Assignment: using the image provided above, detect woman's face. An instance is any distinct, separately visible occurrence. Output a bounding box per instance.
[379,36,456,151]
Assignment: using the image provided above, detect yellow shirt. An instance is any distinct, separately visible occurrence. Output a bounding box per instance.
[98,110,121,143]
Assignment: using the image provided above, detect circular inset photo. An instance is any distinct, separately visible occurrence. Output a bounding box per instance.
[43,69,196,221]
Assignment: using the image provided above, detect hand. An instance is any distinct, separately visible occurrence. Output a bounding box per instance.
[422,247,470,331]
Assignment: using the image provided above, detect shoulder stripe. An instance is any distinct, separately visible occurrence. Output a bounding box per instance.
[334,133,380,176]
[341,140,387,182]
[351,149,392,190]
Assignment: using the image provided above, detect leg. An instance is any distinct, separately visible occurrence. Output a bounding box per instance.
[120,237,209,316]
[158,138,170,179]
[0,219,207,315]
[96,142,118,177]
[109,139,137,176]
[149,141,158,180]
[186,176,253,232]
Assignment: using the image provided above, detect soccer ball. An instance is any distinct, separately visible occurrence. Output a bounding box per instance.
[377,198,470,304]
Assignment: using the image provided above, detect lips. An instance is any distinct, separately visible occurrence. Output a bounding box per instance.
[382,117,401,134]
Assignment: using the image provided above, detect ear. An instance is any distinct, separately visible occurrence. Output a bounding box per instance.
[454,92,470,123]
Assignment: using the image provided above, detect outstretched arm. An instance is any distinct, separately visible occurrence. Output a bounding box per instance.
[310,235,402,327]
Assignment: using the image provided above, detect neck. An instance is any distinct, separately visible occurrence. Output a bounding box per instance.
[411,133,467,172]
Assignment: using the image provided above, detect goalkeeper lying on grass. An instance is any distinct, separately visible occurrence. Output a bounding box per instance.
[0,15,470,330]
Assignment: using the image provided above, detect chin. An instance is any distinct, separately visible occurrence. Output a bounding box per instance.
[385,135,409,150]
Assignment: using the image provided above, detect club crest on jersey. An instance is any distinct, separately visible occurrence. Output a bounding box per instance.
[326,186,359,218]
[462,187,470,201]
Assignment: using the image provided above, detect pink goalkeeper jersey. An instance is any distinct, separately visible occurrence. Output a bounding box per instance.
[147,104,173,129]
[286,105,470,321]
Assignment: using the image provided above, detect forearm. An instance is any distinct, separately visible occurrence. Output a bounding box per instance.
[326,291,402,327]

### Task instructions:
Rewrite the rows from the line with "Assignment: using the image provided above, detect lips." to the line with "[382,117,401,134]", swapping "lips" for "mouth" and leaving everything else as it is.

### Result for this exercise:
Assignment: using the image provided above, detect mouth. An instance is any distinct, separately visible occurrence. Output a bounding box per instance.
[382,117,401,134]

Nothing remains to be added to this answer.